▸ **LISTING**
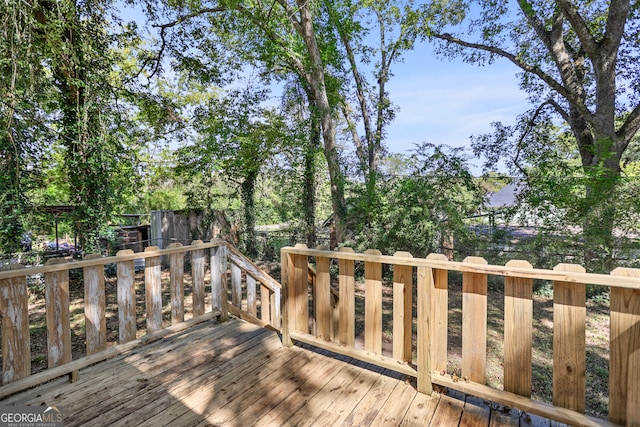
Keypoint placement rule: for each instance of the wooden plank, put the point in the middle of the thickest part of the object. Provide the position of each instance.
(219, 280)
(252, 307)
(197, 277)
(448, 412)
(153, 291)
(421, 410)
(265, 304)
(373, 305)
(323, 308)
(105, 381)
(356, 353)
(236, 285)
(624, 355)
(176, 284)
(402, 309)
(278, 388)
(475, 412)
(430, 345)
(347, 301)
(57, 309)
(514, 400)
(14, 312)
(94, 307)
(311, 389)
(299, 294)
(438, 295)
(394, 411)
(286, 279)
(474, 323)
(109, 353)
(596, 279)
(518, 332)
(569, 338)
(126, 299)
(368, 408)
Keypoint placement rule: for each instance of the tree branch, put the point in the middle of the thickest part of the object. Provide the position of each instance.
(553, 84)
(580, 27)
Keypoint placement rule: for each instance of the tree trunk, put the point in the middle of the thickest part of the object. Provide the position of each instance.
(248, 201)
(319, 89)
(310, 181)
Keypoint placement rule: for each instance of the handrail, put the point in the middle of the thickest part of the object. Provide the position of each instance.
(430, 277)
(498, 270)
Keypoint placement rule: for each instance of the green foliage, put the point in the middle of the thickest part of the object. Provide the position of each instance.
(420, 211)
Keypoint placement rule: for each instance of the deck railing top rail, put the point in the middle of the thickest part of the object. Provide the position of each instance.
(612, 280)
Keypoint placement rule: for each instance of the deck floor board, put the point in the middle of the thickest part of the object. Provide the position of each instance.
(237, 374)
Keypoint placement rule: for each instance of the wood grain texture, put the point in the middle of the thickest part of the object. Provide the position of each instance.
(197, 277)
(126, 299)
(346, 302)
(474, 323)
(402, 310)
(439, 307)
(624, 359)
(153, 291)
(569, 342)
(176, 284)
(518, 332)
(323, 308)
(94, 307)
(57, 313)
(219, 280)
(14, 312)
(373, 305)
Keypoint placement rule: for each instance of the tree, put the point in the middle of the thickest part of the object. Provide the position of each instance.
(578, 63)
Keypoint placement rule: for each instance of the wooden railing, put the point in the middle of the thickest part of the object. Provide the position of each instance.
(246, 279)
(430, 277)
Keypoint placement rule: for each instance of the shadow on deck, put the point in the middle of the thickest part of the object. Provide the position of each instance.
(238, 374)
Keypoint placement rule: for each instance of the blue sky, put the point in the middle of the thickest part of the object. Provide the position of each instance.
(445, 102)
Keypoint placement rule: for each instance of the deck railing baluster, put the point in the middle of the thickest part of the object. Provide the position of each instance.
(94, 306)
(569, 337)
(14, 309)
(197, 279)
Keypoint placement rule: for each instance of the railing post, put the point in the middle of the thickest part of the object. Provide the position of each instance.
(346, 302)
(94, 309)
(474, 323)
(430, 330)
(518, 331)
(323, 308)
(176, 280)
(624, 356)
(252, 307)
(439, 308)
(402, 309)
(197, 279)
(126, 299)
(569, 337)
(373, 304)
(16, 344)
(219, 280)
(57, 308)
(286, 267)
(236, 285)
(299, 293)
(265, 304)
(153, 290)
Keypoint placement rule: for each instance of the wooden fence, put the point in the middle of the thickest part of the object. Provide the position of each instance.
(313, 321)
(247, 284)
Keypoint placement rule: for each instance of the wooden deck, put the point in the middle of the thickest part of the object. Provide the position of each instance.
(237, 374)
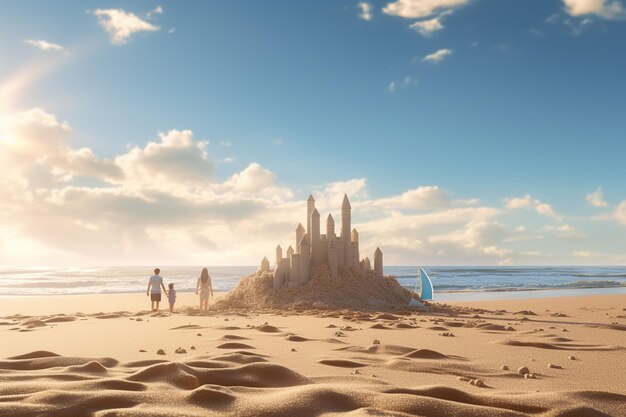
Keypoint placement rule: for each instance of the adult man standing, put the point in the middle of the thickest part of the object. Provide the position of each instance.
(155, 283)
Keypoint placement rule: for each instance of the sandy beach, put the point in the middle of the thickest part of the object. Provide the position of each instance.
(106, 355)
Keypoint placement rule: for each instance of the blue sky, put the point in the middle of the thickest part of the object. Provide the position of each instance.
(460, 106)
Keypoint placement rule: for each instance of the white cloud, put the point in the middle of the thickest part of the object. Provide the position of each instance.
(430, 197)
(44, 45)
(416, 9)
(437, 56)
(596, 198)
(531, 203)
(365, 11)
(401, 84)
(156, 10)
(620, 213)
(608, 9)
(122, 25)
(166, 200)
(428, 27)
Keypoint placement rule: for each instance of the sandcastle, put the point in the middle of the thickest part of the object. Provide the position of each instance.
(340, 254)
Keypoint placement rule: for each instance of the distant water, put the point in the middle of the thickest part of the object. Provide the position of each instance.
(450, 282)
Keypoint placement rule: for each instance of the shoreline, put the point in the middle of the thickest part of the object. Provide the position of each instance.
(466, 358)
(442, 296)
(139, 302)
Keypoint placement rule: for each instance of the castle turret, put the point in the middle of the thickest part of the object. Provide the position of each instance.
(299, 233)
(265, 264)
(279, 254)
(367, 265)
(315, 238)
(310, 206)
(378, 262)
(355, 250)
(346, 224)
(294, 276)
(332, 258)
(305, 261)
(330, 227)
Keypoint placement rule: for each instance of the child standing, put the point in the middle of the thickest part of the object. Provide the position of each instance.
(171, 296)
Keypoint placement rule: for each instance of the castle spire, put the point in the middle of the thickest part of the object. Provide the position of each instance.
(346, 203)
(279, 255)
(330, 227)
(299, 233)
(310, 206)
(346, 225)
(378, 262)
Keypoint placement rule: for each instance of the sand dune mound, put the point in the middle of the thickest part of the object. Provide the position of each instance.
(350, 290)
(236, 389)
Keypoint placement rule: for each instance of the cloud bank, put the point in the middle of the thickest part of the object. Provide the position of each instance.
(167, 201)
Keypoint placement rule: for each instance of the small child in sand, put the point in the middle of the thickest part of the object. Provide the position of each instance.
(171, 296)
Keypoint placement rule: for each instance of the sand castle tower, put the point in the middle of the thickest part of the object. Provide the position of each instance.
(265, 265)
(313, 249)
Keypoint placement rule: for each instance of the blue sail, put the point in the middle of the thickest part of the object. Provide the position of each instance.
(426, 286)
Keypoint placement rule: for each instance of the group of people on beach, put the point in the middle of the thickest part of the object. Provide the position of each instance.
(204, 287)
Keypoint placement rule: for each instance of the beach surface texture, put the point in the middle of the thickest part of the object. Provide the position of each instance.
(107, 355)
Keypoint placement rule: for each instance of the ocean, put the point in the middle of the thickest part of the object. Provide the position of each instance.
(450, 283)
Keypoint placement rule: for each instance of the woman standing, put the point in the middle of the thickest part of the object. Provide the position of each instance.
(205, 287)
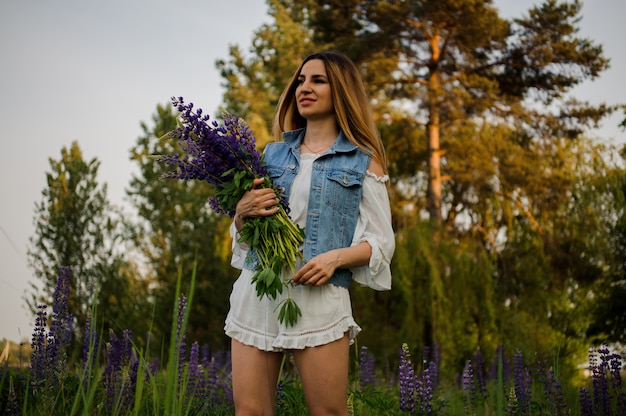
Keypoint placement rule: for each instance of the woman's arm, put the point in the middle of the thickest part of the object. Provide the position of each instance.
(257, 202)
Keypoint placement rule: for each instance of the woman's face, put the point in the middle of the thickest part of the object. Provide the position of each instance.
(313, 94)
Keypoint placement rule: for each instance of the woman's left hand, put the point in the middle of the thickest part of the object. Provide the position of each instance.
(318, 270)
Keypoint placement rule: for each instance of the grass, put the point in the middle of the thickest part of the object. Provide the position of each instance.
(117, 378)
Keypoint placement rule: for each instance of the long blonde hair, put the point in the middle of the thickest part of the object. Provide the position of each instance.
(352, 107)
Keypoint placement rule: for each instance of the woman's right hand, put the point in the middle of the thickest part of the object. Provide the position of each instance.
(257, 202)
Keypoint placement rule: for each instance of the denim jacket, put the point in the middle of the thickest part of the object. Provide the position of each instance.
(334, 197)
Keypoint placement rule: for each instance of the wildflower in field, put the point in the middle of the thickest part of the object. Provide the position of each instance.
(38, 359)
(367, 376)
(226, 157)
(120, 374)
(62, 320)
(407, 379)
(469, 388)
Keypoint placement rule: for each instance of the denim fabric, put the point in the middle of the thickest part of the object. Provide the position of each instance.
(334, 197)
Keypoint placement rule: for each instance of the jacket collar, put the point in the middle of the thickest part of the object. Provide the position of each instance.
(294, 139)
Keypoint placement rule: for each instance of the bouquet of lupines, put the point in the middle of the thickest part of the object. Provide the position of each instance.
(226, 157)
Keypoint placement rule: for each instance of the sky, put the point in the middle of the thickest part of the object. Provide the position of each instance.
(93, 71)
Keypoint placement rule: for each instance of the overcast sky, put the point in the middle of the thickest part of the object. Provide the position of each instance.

▸ **GIVEN REQUEST**
Copy the lines above word for word, beginning with the line that contains "Keypoint placement rule: for each instance of the sky, put" and continuing through the last line of the records.

▸ **RESULT OF THE TASK**
Keypoint placement rule: for each instance of the sky, put the point in the middle of the thickest part of the object. Provide the position of each instance.
(93, 71)
Keypoint placement rule: for each instance of the overcast sky, put the point in the middle of the thickest part of the object. Provide the position of each instance.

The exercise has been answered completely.